BRANO DA LEGGERE —

Per quanto modesto possa esser stato il test elettorale nella piccola Basilicata, grande è stato però l’impatto. Sul governo, soprattutto. Sui rapporti di forza tra Lega e M5s. La prima avanza, il secondo arretra. Quindi sulla stabilità dell’alleanza. Che sembrerebbe scricchiolare. O dare segnali di cedimento. C’è fastidio. Intemperanza. Fibrillazione. “Il voto agita la maggioranza”, esplicita il Corriere della Sera. “Di Maio in crisi accusa Salvini”, incalza Il Messaggero. “Il Governo in debito” sottolinea la Repubblica.
Sono, questi, i tre temi centrali e forti che si snodano sui giornali di questa mattina nelle tre esemplificazioni più esplicite. Perché in ogni caso quel che è evidente è che l’esito del voto delle regionali in Basilicata ha finito “per scuotere la maggioranza giallo-verde”, ora con il trattino, a sottolinearne la non coesione, come sintetizza nell’incipit “in prima” il quotidiano di via Solferino.

RIGHE DEL DATASET —
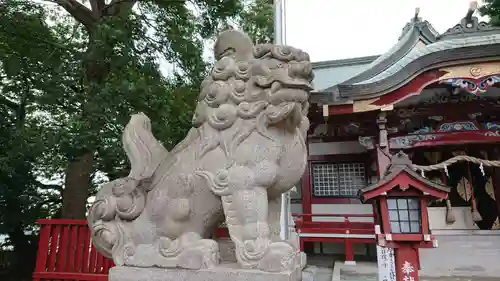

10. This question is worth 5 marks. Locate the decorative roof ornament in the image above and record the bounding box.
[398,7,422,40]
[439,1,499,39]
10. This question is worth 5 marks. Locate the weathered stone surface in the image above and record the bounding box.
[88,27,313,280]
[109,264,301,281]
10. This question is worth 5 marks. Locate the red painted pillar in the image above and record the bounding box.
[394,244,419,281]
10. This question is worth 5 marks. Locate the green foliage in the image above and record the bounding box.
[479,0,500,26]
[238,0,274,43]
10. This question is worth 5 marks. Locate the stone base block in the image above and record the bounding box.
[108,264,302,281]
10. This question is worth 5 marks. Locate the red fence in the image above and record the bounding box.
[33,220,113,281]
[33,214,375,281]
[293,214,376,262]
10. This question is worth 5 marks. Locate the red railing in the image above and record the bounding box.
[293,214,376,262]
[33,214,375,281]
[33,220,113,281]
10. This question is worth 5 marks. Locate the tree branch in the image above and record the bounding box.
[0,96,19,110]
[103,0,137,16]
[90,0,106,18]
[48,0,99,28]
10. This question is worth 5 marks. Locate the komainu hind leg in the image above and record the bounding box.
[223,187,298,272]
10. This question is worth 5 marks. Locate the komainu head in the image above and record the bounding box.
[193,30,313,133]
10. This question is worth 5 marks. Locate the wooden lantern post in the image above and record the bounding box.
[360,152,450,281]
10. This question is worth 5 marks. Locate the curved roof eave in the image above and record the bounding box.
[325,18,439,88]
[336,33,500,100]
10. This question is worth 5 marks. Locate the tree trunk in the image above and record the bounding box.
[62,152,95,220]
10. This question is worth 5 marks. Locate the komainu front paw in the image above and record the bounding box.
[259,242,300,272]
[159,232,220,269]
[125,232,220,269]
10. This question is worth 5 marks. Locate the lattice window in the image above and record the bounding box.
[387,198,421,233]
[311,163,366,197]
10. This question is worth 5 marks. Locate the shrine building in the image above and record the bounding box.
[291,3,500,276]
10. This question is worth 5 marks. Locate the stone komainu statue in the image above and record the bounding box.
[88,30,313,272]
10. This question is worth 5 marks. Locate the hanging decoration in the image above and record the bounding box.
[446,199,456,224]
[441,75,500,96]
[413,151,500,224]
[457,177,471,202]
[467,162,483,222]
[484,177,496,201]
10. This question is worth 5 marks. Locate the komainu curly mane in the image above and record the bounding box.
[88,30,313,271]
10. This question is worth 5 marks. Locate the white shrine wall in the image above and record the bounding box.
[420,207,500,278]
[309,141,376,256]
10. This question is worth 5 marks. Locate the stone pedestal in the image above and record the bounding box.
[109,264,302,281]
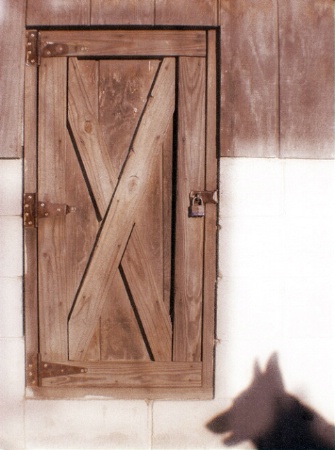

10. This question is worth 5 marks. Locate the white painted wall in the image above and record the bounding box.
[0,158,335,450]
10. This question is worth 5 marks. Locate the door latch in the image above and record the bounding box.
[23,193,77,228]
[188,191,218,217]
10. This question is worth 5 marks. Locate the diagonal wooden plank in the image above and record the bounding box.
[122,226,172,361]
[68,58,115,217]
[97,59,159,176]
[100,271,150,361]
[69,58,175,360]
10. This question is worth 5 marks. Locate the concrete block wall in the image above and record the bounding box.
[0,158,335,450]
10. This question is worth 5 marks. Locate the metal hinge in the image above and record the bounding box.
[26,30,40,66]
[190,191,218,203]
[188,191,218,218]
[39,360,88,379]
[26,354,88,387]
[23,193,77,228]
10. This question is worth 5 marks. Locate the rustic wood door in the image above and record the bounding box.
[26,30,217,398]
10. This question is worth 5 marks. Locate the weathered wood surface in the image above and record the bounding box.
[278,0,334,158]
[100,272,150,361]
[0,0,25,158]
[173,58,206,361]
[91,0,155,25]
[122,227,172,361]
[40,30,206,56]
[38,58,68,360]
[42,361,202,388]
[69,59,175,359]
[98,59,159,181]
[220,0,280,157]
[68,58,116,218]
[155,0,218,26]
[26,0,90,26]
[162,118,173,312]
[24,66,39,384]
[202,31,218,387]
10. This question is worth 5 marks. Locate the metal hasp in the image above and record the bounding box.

COMPITO SCRITTO —
Trascriva senza alcuna modifica il passo del brano sul voto in Basilicata che va da "Per quanto modesto" a "sottolinea la Repubblica.".

RISPOSTA DI SEGUITO —
Per quanto modesto possa esser stato il test elettorale nella piccola Basilicata, grande è stato però l’impatto. Sul governo, soprattutto. Sui rapporti di forza tra Lega e M5s. La prima avanza, il secondo arretra. Quindi sulla stabilità dell’alleanza. Che sembrerebbe scricchiolare. O dare segnali di cedimento. C’è fastidio. Intemperanza. Fibrillazione. “Il voto agita la maggioranza”, esplicita il Corriere della Sera. “Di Maio in crisi accusa Salvini”, incalza Il Messaggero. “Il Governo in debito” sottolinea la Repubblica.